Set task> Pick out every line in the entries below that contains the word "black", and copy each such line. Match case exactly.

Record excerpts>
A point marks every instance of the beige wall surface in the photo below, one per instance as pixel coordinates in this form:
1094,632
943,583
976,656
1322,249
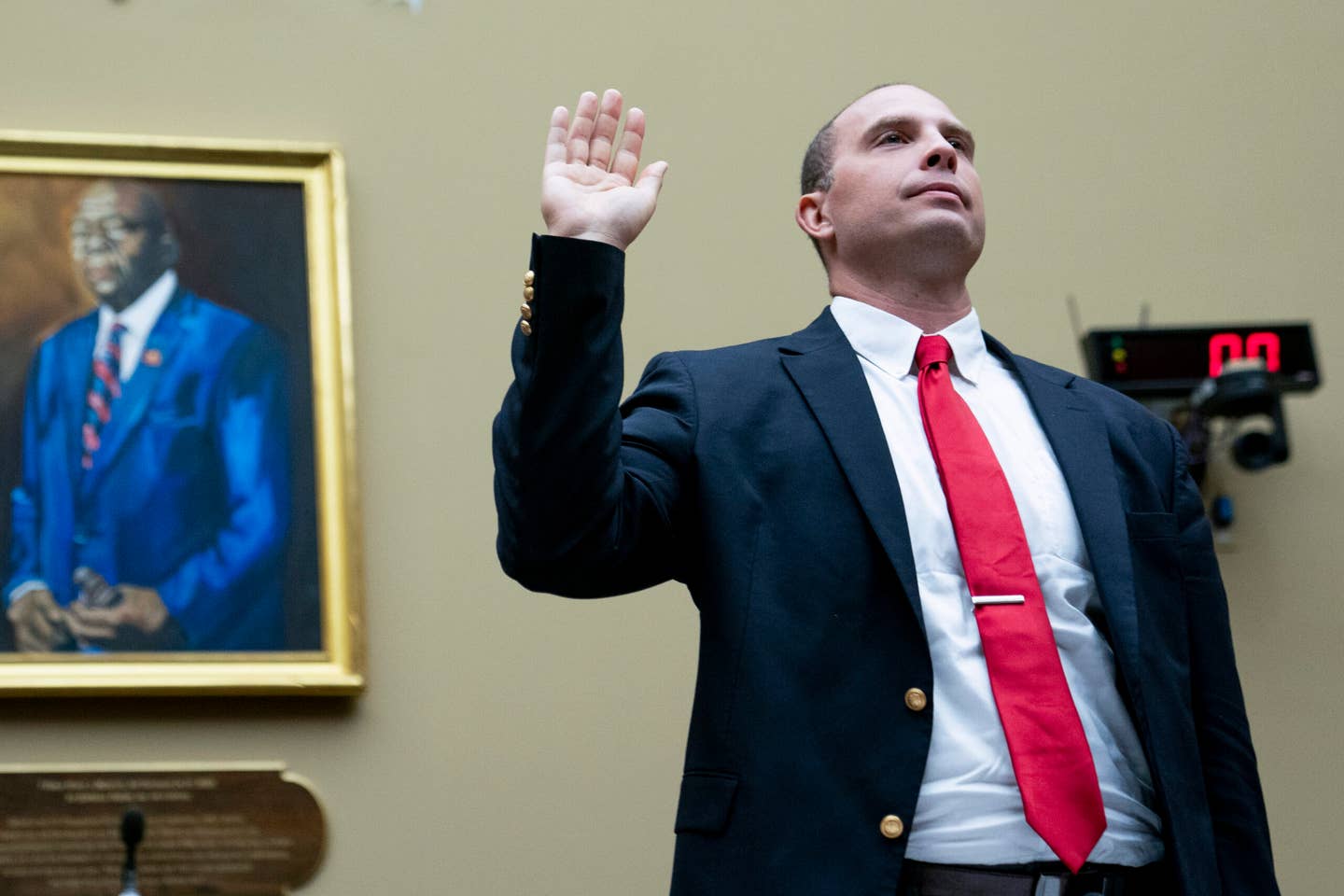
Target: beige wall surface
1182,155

---

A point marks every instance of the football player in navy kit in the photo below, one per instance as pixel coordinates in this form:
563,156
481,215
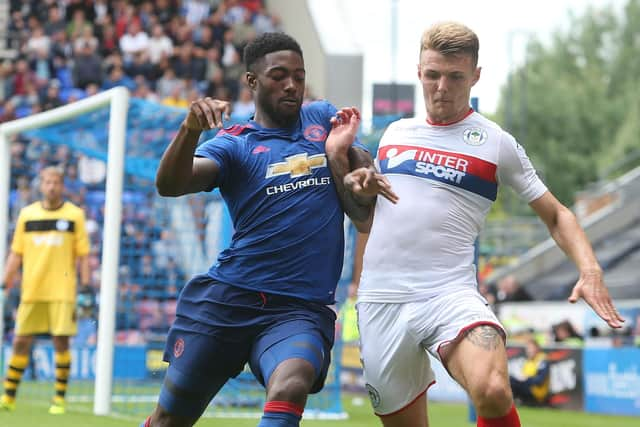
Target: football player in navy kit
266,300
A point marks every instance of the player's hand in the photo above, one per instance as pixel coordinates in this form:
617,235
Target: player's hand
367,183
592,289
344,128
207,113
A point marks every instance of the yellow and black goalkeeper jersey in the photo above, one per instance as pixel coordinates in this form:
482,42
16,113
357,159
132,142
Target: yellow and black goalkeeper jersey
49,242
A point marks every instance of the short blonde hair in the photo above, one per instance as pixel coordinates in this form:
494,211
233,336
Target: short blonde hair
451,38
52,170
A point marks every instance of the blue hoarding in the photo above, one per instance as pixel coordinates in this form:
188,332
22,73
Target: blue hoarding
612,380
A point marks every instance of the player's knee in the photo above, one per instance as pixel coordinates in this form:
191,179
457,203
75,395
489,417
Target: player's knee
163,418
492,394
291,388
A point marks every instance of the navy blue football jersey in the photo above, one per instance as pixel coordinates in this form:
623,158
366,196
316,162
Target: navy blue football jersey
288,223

Solved problem>
A point marks every instance of the yellow and black goalkeeper jersey in the photo above, one per instance as pixel coordinates in this form:
Target: yellow and black goalkeeper jersey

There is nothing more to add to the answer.